Copy out every line of the data below, word for word, with nothing changed.

• _Point labeling data_
- - - - -

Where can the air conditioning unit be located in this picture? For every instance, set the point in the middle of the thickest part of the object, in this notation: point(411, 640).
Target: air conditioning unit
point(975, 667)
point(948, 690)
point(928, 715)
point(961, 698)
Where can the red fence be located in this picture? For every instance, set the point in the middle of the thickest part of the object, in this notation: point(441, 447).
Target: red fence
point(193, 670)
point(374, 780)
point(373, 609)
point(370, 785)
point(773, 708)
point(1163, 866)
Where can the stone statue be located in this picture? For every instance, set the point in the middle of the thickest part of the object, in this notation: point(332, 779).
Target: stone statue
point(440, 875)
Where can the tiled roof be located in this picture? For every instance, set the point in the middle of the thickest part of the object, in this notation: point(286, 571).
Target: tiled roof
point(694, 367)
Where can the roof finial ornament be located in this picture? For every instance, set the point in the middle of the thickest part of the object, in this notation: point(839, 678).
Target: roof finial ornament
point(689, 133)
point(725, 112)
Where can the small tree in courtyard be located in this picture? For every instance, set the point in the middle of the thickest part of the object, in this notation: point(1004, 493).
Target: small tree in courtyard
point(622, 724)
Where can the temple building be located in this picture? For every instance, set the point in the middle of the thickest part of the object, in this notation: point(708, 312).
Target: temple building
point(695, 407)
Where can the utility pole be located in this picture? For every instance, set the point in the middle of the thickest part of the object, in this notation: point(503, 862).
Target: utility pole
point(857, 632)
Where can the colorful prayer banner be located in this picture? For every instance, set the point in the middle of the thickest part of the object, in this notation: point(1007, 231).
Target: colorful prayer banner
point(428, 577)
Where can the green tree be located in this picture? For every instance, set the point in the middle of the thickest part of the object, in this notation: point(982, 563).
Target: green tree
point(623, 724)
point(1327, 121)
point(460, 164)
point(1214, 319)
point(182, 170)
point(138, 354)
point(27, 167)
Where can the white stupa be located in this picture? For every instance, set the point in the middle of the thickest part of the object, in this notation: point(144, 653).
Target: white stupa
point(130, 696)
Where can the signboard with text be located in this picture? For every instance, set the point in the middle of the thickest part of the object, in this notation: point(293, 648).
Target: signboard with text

- - - - -

• _Solution for this problem_
Where can the air conditioning unit be located in this picture? For every instance, set the point in the middle of the thickest part of the object, in this notation: point(411, 640).
Target: air conditioning unit
point(975, 667)
point(948, 690)
point(928, 715)
point(961, 698)
Where can the red fence be located in this picture? For every instance, set the point in the middle of the thickest part of the object, in this notation: point(441, 447).
Target: red fence
point(193, 670)
point(374, 780)
point(373, 609)
point(370, 785)
point(773, 708)
point(1163, 866)
Where can the stone statue be located in this picture? For every instance, set the point in the middle of the thickest part of the object, in this notation: point(332, 779).
Target: stone statue
point(440, 875)
Where can the tiled roof be located in this picture? For every instance, set the point in the middle of the thickest part of the object, in this notation: point(286, 571).
Target: tiled roof
point(694, 367)
Where can the roof finial ornament be located in this picture? For every instance, set the point in the middle of the thickest part of the object, in this notation: point(839, 678).
Target: roof finial ornament
point(689, 133)
point(725, 112)
Where can the small tree in courtyard be located in this picture? For every instance, set the point in the middle of the thickest part of the object, in this notation: point(1004, 493).
Target: small tree in courtyard
point(622, 724)
Where can the temple building be located in this picture? For every instance, set the point in the middle of the thickest part of the object, in this notation: point(708, 312).
Target: temple building
point(695, 407)
Where can the utility pole be located in this picture? For every instance, set the point in the middle of the thickest part of the object, in this notation: point(503, 862).
Target: utility pole
point(857, 632)
Where can the colorful prayer banner be located in this picture? For every instance, set the point in the middle of the thickest part of the object, in this notation: point(1007, 231).
Target: colorful prayer banner
point(428, 577)
Where can the green tree be located in this picture? For every instance, set the point in the middle of the thickest part of the object, in this notation: point(982, 563).
Target: green tree
point(623, 724)
point(1327, 121)
point(460, 164)
point(1214, 319)
point(182, 170)
point(138, 354)
point(27, 167)
Where can the white stupa be located in this picture? For every instance, set the point in the middle of the thickest part of the object, in this notation: point(144, 653).
Target: white stupa
point(130, 696)
Where can the signboard with text be located in this picture? For every instance, set the point in the middle of the thickest part of the object, in this notation: point(293, 648).
Target: signboard with text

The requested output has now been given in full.